### Work to be completed
Would you please repeat the data exactly as given?
#### Provided information ####
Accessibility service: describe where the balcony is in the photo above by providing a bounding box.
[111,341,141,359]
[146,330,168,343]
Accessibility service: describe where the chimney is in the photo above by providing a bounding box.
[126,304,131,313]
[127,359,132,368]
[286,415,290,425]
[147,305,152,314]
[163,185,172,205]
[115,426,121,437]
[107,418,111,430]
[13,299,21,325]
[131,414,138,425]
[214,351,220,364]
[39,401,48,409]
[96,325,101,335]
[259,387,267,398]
####
### Response box
Accessibility service: describe where the balcony is in the photo above by providing a bounding box.
[111,341,141,359]
[146,330,168,343]
Accessibility service: describe where the chimney is in the photo above by providing a bounding box.
[126,304,131,313]
[127,359,132,368]
[286,415,290,425]
[147,305,152,314]
[163,185,172,205]
[115,426,121,437]
[107,418,111,430]
[13,299,21,325]
[131,414,138,425]
[214,351,220,364]
[39,401,48,409]
[96,325,101,335]
[259,387,267,398]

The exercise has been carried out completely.